> [DATASET CONTENT]
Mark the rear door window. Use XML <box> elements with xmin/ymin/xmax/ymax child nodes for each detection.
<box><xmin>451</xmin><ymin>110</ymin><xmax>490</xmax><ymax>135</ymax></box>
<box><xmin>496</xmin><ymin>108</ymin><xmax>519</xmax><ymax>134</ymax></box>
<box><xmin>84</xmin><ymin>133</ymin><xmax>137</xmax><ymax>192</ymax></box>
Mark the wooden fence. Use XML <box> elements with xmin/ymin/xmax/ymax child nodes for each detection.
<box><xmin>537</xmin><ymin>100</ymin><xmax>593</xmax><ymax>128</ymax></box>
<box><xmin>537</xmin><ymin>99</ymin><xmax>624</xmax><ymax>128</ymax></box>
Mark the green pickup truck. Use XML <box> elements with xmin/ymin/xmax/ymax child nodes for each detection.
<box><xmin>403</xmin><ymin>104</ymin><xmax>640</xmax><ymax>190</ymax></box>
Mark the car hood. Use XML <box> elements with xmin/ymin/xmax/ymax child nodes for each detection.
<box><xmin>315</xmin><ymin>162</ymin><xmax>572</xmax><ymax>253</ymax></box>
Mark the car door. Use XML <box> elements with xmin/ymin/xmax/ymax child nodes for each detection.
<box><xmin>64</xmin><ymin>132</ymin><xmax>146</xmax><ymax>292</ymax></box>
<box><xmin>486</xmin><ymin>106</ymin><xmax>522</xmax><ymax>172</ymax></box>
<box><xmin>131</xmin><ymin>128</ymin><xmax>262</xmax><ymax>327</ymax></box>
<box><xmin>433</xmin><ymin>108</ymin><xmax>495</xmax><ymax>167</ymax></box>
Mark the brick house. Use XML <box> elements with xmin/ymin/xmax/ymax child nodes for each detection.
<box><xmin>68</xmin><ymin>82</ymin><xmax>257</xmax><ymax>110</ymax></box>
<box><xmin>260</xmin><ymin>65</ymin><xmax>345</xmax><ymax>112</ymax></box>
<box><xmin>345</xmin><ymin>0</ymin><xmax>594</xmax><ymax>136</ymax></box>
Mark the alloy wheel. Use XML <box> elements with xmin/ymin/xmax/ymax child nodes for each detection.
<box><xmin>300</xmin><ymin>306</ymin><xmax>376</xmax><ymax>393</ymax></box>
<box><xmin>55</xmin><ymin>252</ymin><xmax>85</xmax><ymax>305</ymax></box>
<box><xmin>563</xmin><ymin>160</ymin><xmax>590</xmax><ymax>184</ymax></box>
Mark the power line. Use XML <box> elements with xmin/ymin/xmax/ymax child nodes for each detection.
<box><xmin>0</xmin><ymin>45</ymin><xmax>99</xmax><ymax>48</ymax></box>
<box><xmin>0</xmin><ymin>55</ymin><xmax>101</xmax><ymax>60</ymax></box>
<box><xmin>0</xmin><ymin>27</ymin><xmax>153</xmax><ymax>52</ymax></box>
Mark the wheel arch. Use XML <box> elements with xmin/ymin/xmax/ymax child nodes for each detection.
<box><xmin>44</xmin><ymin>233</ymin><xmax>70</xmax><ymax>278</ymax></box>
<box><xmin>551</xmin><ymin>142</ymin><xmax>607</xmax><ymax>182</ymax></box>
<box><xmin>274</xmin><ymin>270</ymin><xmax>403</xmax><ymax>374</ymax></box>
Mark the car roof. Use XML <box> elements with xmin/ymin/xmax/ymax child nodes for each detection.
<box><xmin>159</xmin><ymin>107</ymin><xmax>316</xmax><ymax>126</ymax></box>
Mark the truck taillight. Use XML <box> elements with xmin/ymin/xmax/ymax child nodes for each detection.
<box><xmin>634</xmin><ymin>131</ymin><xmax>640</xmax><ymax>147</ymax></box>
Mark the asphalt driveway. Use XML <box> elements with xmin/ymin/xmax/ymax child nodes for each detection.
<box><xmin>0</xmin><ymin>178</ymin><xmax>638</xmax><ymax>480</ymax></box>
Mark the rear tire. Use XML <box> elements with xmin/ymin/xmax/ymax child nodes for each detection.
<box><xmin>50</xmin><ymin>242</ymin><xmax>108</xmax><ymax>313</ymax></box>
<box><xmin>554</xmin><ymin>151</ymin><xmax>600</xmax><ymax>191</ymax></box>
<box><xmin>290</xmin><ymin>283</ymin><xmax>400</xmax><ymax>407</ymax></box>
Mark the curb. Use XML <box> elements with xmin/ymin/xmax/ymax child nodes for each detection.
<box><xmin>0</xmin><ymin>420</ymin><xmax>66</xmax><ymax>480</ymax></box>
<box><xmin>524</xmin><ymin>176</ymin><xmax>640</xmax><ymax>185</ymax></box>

> [WHAT IS REQUIRED]
Nothing in the listing may be changed; retype it all exactly.

> [RESULT FOR THIS TASK]
Mark the rear door window. Use XML <box> elements with xmin/ymin/xmax/ymax child nodes for each detection.
<box><xmin>451</xmin><ymin>110</ymin><xmax>490</xmax><ymax>135</ymax></box>
<box><xmin>496</xmin><ymin>108</ymin><xmax>519</xmax><ymax>134</ymax></box>
<box><xmin>84</xmin><ymin>133</ymin><xmax>137</xmax><ymax>192</ymax></box>
Mark the wooden fence. Use XML <box> elements with xmin/ymin/xmax/ymax child nodes for each detection.
<box><xmin>537</xmin><ymin>100</ymin><xmax>593</xmax><ymax>128</ymax></box>
<box><xmin>537</xmin><ymin>99</ymin><xmax>624</xmax><ymax>128</ymax></box>
Mark the green pickup truck. Use XML <box> elements with xmin/ymin/xmax/ymax child nodes for each detection.
<box><xmin>403</xmin><ymin>104</ymin><xmax>640</xmax><ymax>190</ymax></box>
Mark the car hood. Use XML <box> elements with xmin/ymin/xmax/ymax child nodes for each detection.
<box><xmin>315</xmin><ymin>162</ymin><xmax>572</xmax><ymax>253</ymax></box>
Mark the car door. Use XML <box> elements with xmin/ymin/xmax/ymax child nodes for each detection.
<box><xmin>64</xmin><ymin>132</ymin><xmax>146</xmax><ymax>292</ymax></box>
<box><xmin>486</xmin><ymin>106</ymin><xmax>522</xmax><ymax>172</ymax></box>
<box><xmin>131</xmin><ymin>128</ymin><xmax>262</xmax><ymax>327</ymax></box>
<box><xmin>433</xmin><ymin>108</ymin><xmax>495</xmax><ymax>167</ymax></box>
Mark the brick house. Use XML <box> elements with xmin/ymin/xmax/ymax child nodes for each detection.
<box><xmin>68</xmin><ymin>82</ymin><xmax>257</xmax><ymax>110</ymax></box>
<box><xmin>260</xmin><ymin>65</ymin><xmax>345</xmax><ymax>112</ymax></box>
<box><xmin>345</xmin><ymin>0</ymin><xmax>594</xmax><ymax>136</ymax></box>
Mark the alloy wheel. Use XML <box> elements with xmin/ymin/xmax/ymax child nodes for each detection.
<box><xmin>300</xmin><ymin>306</ymin><xmax>376</xmax><ymax>393</ymax></box>
<box><xmin>55</xmin><ymin>252</ymin><xmax>85</xmax><ymax>305</ymax></box>
<box><xmin>563</xmin><ymin>160</ymin><xmax>590</xmax><ymax>184</ymax></box>
Mark the power line. Use XML <box> elements with xmin/ymin/xmax/ymax child nodes for each detection.
<box><xmin>0</xmin><ymin>45</ymin><xmax>99</xmax><ymax>48</ymax></box>
<box><xmin>0</xmin><ymin>55</ymin><xmax>101</xmax><ymax>60</ymax></box>
<box><xmin>0</xmin><ymin>27</ymin><xmax>153</xmax><ymax>52</ymax></box>
Mark the wheel arch. Use XML <box> elements with xmin/ymin/xmax/ymax child nodes for each detection.
<box><xmin>44</xmin><ymin>233</ymin><xmax>70</xmax><ymax>278</ymax></box>
<box><xmin>551</xmin><ymin>142</ymin><xmax>607</xmax><ymax>182</ymax></box>
<box><xmin>274</xmin><ymin>270</ymin><xmax>403</xmax><ymax>374</ymax></box>
Mark the car roof. Use XML <box> elements with xmin/ymin/xmax/ymax child nodes for each detection.
<box><xmin>159</xmin><ymin>107</ymin><xmax>316</xmax><ymax>126</ymax></box>
Mark the truck taillight. Use XML <box> elements with xmin/ymin/xmax/ymax child nodes for each detection.
<box><xmin>634</xmin><ymin>131</ymin><xmax>640</xmax><ymax>147</ymax></box>
Mark the asphalt driveway. Use XML <box> elements with xmin/ymin/xmax/ymax child nodes for each detection.
<box><xmin>0</xmin><ymin>178</ymin><xmax>638</xmax><ymax>480</ymax></box>
Mark the rear tire. Use XML <box> elements with xmin/ymin/xmax/ymax child nodes for each detection.
<box><xmin>50</xmin><ymin>242</ymin><xmax>108</xmax><ymax>313</ymax></box>
<box><xmin>554</xmin><ymin>151</ymin><xmax>600</xmax><ymax>191</ymax></box>
<box><xmin>290</xmin><ymin>283</ymin><xmax>400</xmax><ymax>407</ymax></box>
Mark the curb. Use XML <box> elements with xmin/ymin/xmax/ymax child nodes for each detection.
<box><xmin>0</xmin><ymin>420</ymin><xmax>66</xmax><ymax>480</ymax></box>
<box><xmin>524</xmin><ymin>176</ymin><xmax>640</xmax><ymax>185</ymax></box>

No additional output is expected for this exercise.